The annual MLB Winter Meetings were different this year than in the past due to Covid-19 pandemic. Being of virtual nature, there were no media members on site to monitor every executive that headed in. Therefore, the difficulty to know exactly what transpired is anyone’s guess. However, there is little to believe that anything major happened this past week.
One thing that is certain is that there are many high-profile players that could be free agents. Yet, all we really know is the following: the Mets could ink James McCann to a deal. The Angels traded for Rasiel Iglesias. The Royals signed Carlos Santana, and the White Sox added Adam Eaton and Lance Lynn. That’s it. With all the hype of Winter Meetings, it ended up being somewhat of a bust, a big yawn-fest. Nevertheless, we take a crack at evaluating what went down at these virtual meetings. The White Sox improved with the addition of Lance Lynn and Adam Eaton and although they aren’t blockbuster moves, none of the other teams in the division did anything. Therefore, the White Sox could very well be the team to beat in the AL Central, mainly be default.
The Angels had one of the worst relief pitching in the league last season, so any solid addition to their bullpen would be a win. Signing Raisel Iglesias was a huge move, considering he had a 2.74 ERA last season and has blown only 16 saves in 122 career opportunities. The Angels blew 14 last year in only 60 games. Enough said. In New York, the Mets have shown interest in George Springer and Trevor Bauer and can be huge winners this off-season if they sign these coveted free agents. They could also be ready to sign James McCann, reportedly to a four-year deal. That’s not to say it’s the best move for the Mets, considering he’s 31 and is just a .249 career hitter with 65 home runs in six full seasons.

## [Record set]
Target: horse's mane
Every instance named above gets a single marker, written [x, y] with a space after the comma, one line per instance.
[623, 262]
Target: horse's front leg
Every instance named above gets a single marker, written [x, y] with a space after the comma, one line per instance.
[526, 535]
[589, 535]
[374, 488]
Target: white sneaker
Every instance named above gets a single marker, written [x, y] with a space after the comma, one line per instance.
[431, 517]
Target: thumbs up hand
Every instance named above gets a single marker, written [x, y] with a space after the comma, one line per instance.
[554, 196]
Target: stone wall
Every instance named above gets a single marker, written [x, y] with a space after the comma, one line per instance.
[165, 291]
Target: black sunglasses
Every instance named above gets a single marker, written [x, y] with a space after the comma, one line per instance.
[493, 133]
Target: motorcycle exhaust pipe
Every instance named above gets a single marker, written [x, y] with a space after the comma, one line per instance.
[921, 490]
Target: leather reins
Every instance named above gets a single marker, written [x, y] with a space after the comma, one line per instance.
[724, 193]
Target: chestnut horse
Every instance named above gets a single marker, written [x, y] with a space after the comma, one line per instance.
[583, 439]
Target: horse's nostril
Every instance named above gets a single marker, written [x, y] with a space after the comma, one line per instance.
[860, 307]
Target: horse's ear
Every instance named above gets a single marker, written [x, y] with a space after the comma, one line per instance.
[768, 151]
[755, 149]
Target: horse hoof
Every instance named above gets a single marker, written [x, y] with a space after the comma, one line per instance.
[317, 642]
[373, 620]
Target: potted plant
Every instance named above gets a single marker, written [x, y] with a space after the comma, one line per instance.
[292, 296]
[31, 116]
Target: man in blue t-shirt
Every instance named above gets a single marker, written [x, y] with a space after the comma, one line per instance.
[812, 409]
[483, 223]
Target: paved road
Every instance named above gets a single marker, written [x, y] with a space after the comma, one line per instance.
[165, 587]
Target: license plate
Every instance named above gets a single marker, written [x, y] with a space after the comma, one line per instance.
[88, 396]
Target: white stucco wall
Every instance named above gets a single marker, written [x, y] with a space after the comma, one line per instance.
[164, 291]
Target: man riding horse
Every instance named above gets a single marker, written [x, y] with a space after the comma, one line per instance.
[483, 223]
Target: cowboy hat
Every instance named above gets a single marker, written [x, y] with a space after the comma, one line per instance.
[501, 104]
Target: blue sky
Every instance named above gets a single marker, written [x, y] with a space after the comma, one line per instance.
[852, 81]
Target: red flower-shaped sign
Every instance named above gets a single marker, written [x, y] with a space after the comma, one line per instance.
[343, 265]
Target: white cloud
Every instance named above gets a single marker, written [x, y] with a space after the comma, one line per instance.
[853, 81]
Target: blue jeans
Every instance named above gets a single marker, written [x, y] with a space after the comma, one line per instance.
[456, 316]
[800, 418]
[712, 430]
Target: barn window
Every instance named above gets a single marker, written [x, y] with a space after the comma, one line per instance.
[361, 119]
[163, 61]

## [Exercise description]
Say whether each statement below agrees with the Winter Meetings article above, answering yes or no and quoting the words from the article that settle it. (a) The White Sox added both Lance Lynn and Adam Eaton. (b) The Royals signed James McCann. (c) The Angels blew 14 saves last year in 60 games.

## [Answer to this task]
(a) Yes: "the White Sox added Adam Eaton and Lance Lynn."
(b) No: "The Royals signed Carlos Santana."
(c) Yes: "The Angels blew 14 last year in only 60 games."